──────── RECORDS PROVIDED

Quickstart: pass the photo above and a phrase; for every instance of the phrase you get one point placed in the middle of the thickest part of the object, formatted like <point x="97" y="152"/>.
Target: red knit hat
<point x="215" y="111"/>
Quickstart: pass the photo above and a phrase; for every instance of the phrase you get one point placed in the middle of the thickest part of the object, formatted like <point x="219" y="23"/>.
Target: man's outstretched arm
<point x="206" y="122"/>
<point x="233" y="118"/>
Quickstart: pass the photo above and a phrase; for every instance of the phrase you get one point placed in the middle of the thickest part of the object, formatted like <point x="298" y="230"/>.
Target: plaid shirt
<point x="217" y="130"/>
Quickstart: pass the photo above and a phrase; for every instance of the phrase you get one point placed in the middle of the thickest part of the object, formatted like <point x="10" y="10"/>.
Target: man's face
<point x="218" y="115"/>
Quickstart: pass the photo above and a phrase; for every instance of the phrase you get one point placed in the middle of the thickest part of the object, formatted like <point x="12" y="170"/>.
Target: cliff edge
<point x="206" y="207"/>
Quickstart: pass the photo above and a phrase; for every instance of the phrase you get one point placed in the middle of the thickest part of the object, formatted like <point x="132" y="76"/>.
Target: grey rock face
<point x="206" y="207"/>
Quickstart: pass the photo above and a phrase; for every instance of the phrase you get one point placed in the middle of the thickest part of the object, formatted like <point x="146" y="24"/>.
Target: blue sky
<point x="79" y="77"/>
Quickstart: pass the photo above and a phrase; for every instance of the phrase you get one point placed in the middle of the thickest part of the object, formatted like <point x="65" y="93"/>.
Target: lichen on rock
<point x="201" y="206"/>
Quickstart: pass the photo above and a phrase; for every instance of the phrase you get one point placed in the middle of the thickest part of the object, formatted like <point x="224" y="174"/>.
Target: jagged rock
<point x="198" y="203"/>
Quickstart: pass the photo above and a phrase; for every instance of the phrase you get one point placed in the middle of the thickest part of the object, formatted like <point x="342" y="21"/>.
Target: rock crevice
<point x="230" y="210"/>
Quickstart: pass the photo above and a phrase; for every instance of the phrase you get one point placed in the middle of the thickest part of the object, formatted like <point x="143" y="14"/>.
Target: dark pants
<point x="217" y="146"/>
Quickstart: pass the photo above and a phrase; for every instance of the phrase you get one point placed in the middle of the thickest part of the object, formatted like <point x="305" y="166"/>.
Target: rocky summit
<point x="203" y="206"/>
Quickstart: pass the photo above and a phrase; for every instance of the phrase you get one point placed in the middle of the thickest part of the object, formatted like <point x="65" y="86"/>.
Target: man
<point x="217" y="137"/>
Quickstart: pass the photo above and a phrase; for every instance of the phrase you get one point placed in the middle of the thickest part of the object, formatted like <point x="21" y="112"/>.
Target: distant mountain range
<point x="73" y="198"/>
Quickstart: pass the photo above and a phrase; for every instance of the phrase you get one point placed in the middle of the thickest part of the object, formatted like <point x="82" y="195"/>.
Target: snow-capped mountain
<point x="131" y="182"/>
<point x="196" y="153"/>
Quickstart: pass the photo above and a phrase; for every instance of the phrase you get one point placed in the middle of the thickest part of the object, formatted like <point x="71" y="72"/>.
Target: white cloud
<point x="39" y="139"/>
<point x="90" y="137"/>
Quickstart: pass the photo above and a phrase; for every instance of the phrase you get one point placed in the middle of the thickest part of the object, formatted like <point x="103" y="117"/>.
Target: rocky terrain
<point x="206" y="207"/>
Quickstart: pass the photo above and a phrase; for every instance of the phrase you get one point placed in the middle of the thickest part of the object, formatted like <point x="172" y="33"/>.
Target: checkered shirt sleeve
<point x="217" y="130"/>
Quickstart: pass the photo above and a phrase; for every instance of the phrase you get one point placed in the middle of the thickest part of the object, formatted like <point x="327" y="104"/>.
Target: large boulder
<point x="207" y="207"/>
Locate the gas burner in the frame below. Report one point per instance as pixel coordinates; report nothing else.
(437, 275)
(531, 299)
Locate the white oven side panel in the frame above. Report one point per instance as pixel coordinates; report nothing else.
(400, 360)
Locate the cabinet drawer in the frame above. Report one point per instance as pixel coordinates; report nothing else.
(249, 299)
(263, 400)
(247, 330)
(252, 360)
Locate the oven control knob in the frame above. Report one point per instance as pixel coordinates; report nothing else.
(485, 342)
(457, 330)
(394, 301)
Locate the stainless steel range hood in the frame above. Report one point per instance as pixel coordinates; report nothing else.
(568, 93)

────────────────

Above are some records; extract every one of them exactly.

● **ANSWER TO THIS EXERCISE**
Quickstart: pass the photo above and a phrase; for every instance of the phrase you get one point placed in the middle of the thickest part of the object, formatted like <point x="97" y="152"/>.
Target: red knit hat
<point x="215" y="111"/>
Quickstart: pass the photo above and a phrase; for every instance of the phrase you get one point placed in the middle of the thickest part of the object, formatted like <point x="219" y="23"/>.
Target: man's outstretched arm
<point x="206" y="122"/>
<point x="233" y="118"/>
Quickstart: pass the photo above and a phrase; for every instance of the phrase you get one point placed in the middle of the thickest part of the object, formatted like <point x="298" y="230"/>.
Target: plaid shirt
<point x="217" y="130"/>
Quickstart: pass the photo above and a phrase; for every instance of the phrase you get one point placed in the middle of the thickest part of the object, formatted like <point x="10" y="10"/>.
Target: man's face
<point x="218" y="115"/>
Quickstart: pass the photo above and a phrase; for every instance of the phrase you get one point placed in the middle of the thickest part of the object, formatted like <point x="12" y="170"/>.
Target: cliff edge
<point x="206" y="207"/>
Quickstart: pass the photo above and a phrase; for every instance of the phrase you get one point placed in the middle of the thickest part of the object, formatted like <point x="132" y="76"/>.
Target: grey rock face
<point x="206" y="207"/>
Quickstart: pass the photo above and a phrase; for every instance of the phrase you get one point placed in the middle of the thickest part of the object, formatted like <point x="146" y="24"/>.
Target: blue sky
<point x="79" y="77"/>
Quickstart: pass the photo above and a phrase; for every instance of the phrase you get one point placed in the middle of the thickest part of the object, formatted like <point x="65" y="93"/>.
Target: lichen on rock
<point x="201" y="206"/>
Quickstart: pass the photo above and a phrase; for every instance of the phrase you get one point placed in the middle of the thickest part of the object, formatted like <point x="224" y="174"/>.
Target: jagged rock
<point x="198" y="203"/>
Quickstart: pass the photo above and a phrase; for every instance of the phrase you get one point placed in the middle of the thickest part of the object, formatted like <point x="342" y="21"/>.
Target: rock crevice
<point x="230" y="210"/>
Quickstart: pass the photo above and a phrase; for every instance of the phrase you get one point placed in the middle of the thickest part of the object, formatted like <point x="143" y="14"/>.
Target: dark pants
<point x="217" y="146"/>
Quickstart: pass the photo above and a phrase; for every instance of the phrase you get one point placed in the middle of the thickest part of the object, formatted like <point x="305" y="166"/>.
Target: rocky summit
<point x="203" y="206"/>
Quickstart: pass the photo above and a phrase; for every instance of the phrase you get one point placed in the middle of the thickest part of the object, formatted like <point x="65" y="86"/>.
Target: man
<point x="217" y="137"/>
Quickstart: pass the photo above and a phrase; for every instance of the phrase you get one point placed in the middle of the thickest part of the object, formatted like <point x="21" y="112"/>.
Target: distant mountain range
<point x="73" y="198"/>
Quickstart: pass the photo above and a phrase; for every instance of the phrase you get one point placed in the middle of the thickest part of the object, formatted like <point x="82" y="195"/>.
Target: snow-capped mountain
<point x="131" y="182"/>
<point x="196" y="153"/>
Quickstart: pass the photo above and a phrase; for every instance of the phrase you get one point placed in the middle of the thickest part of the object, formatted like <point x="71" y="72"/>.
Target: white cloud
<point x="39" y="139"/>
<point x="90" y="137"/>
Quickstart: pass the photo above and a phrase; for every instance of the phrase you get one point placed in the middle of the thickest part of the object, formatted like <point x="103" y="117"/>.
Target: rocky terrain
<point x="206" y="207"/>
Quickstart: pass the photo above and a phrase; for every instance of the phrase you get one point placed in the middle of the thickest part of the object, formatted like <point x="172" y="33"/>.
Target: checkered shirt sleeve
<point x="217" y="130"/>
Quickstart: pass the photo above and a phrase; for every instance of the phrase you get one point placed in the middle of the thickest part of the object, formatted like <point x="327" y="104"/>.
Target: large boulder
<point x="207" y="207"/>
Locate the gas burner in the frame below. Report one point per instance as pixel coordinates; report nothing else.
(437, 275)
(531, 299)
Locate the white oven side panel in the frame above. Report one point per instance as pixel coordinates; report nothing else.
(400, 360)
Locate the cabinet drawer in the frame above. Report one point per instance as pixel coordinates; report nothing else.
(249, 299)
(263, 400)
(247, 330)
(252, 360)
Locate the oven control knob in the frame above. Report one point per instance as pixel coordinates; report nothing else.
(485, 342)
(457, 330)
(394, 301)
Locate the stainless steel range hood in the frame above. Report one point per instance as pixel coordinates; report nothing else.
(568, 93)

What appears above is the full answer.